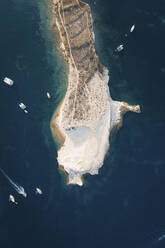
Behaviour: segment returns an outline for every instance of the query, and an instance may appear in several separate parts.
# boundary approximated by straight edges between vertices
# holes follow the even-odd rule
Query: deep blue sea
[[[0,167],[28,197],[0,174],[0,248],[165,247],[165,1],[86,2],[112,98],[140,104],[142,113],[124,116],[99,175],[65,186],[49,122],[66,91],[67,66],[46,0],[1,0]]]

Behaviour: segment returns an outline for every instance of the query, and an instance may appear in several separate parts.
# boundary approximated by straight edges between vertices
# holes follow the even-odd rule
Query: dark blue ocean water
[[[0,175],[0,248],[164,248],[165,1],[87,1],[111,95],[142,113],[125,115],[99,175],[86,176],[82,188],[65,186],[49,128],[67,76],[45,2],[0,1],[0,80],[15,81],[0,84],[0,166],[28,193],[21,197]]]

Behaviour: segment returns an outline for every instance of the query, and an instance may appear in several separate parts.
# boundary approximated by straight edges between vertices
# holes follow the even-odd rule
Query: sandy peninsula
[[[110,132],[121,125],[122,115],[139,113],[140,107],[112,100],[108,70],[95,51],[89,5],[79,0],[52,0],[52,14],[61,53],[68,63],[68,87],[50,126],[61,143],[59,168],[66,173],[68,184],[81,186],[84,174],[98,174]]]

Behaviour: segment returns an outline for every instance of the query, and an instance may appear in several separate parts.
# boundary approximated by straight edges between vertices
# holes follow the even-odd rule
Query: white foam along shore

====

Can you write out all the records above again with "vertices" switched to "corner points" everywhere it occurs, everything else unchanged and the pictures left out?

_Final result:_
Behaviour: segment returns an outline for every instance of the query, and an instance may appear in several separate parts.
# boundary approximated by straight edges between corner points
# holes follow the even-odd rule
Query: deep blue sea
[[[0,167],[28,197],[0,174],[0,248],[165,247],[165,1],[86,2],[112,98],[140,104],[142,113],[124,116],[99,175],[65,186],[49,122],[66,91],[67,66],[46,0],[1,0]]]

Behaviour: segment returns an outline for every instance of the query, and an instance may appear in several separate parts.
# boundary approximated by straight edges between corner points
# holes follow the even-odd rule
Query: dark blue ocean water
[[[0,175],[0,248],[164,248],[165,1],[87,1],[111,95],[142,113],[125,115],[99,175],[86,176],[82,188],[65,186],[49,128],[67,76],[45,2],[0,1],[0,80],[15,81],[0,84],[0,166],[28,193],[21,197]]]

Behaviour: segment returns an outline for every instance of the query, and an instance may appear in several separate parts.
# boundary approximated by straight edges between corner points
# holes follow the even-odd rule
Query: sandy peninsula
[[[110,132],[121,125],[122,115],[139,113],[140,107],[112,100],[108,70],[95,51],[89,5],[79,0],[52,0],[52,14],[61,53],[68,63],[68,87],[50,126],[61,143],[59,168],[66,173],[68,184],[81,186],[84,174],[98,174]]]

Behaviour: segment returns an outline for every instance of the query, and an instance may appear in several separate parts.
# boundary approximated by straight edges between corner points
# holes follow the even-odd rule
Query: white foam along shore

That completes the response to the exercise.